> Exercise:
Which lines in the records below contain the word "pool"? Report each such line in full.

> Information given:

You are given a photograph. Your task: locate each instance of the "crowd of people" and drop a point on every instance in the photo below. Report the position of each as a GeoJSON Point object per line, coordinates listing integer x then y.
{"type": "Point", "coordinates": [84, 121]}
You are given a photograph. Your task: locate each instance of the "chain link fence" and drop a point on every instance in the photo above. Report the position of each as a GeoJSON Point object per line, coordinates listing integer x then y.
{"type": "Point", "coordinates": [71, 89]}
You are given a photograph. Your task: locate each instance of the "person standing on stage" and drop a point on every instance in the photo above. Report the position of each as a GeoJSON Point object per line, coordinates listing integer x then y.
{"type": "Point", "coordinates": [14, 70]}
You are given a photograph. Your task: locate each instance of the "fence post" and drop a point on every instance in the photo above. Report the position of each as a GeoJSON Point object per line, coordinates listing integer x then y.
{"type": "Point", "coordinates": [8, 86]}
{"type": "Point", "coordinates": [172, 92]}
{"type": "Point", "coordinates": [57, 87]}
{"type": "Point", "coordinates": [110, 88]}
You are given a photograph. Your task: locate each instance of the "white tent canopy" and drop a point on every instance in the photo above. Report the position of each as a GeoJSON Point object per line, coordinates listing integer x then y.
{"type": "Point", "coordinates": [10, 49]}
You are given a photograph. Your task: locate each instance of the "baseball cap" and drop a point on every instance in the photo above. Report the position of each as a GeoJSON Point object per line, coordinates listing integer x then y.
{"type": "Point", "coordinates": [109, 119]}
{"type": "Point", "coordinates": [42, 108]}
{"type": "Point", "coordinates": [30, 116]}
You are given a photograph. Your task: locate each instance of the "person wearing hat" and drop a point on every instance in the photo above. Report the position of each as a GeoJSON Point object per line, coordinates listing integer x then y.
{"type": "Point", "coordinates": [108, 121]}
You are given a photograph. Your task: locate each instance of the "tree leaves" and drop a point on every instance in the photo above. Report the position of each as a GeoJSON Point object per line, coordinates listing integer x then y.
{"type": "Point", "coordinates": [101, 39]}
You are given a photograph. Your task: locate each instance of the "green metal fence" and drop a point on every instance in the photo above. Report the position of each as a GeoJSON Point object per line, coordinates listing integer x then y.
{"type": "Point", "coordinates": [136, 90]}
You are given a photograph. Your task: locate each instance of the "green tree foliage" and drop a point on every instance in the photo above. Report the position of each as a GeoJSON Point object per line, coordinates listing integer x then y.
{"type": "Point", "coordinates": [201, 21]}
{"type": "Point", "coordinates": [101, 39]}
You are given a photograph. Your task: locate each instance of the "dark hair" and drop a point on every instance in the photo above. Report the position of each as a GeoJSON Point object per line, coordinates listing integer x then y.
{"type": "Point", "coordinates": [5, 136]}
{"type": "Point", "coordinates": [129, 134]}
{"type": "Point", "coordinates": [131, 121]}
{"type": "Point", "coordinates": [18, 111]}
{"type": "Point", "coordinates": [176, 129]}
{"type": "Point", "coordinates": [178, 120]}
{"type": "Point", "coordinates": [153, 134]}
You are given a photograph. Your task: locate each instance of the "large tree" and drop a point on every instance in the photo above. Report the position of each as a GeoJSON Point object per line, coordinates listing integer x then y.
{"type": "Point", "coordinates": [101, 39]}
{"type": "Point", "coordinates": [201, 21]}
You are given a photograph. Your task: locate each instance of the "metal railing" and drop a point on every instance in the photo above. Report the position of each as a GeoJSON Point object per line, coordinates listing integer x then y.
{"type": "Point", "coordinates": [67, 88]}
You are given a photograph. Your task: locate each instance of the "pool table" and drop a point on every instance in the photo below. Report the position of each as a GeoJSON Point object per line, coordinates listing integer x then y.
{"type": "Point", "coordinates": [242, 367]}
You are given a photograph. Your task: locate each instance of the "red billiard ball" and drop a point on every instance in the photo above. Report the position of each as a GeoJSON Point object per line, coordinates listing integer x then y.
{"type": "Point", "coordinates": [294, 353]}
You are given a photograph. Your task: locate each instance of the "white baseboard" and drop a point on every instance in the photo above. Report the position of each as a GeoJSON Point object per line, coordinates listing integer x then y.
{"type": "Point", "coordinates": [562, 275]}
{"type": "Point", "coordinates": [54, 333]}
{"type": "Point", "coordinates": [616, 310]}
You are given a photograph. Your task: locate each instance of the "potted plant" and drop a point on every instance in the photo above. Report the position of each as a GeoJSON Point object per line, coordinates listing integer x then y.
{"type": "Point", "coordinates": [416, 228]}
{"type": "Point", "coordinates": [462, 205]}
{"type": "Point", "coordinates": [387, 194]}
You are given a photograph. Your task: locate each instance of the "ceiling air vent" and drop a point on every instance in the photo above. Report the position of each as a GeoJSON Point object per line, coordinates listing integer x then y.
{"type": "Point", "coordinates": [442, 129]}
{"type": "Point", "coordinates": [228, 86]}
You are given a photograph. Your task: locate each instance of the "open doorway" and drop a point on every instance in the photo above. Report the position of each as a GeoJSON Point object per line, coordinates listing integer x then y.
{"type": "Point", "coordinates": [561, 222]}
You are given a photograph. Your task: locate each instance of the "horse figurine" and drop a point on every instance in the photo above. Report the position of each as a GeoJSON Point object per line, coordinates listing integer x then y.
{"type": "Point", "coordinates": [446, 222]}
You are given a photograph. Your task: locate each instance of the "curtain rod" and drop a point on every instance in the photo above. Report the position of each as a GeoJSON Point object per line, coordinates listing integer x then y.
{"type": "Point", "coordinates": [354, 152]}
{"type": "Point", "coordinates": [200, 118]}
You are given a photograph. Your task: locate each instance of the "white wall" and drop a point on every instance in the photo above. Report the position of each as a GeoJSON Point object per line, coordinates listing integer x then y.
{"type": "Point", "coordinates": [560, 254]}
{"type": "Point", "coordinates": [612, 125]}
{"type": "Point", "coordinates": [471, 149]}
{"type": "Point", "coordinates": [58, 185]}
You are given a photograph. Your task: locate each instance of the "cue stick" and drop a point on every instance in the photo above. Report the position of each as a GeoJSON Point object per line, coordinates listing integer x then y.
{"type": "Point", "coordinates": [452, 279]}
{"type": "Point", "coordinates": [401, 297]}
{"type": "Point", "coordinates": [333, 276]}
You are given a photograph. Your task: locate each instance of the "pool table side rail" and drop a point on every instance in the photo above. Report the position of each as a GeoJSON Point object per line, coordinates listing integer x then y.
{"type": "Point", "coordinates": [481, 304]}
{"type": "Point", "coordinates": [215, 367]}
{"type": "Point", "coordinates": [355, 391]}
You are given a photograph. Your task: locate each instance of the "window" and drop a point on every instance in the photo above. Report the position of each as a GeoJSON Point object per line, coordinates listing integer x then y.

> Answer to this exercise:
You are given a photograph. Your task: locate each instance of the "pool table" and drop a point on every instance in the photo below. Report the position of each as a GeoJSON Point object per line, coordinates listing integer x then y.
You are given a photograph. Your task: locate each instance of the "pool table side rail" and drop a point on every instance in the photo above. Report the position of each as a GeoJSON Point object per line, coordinates listing integer x then y.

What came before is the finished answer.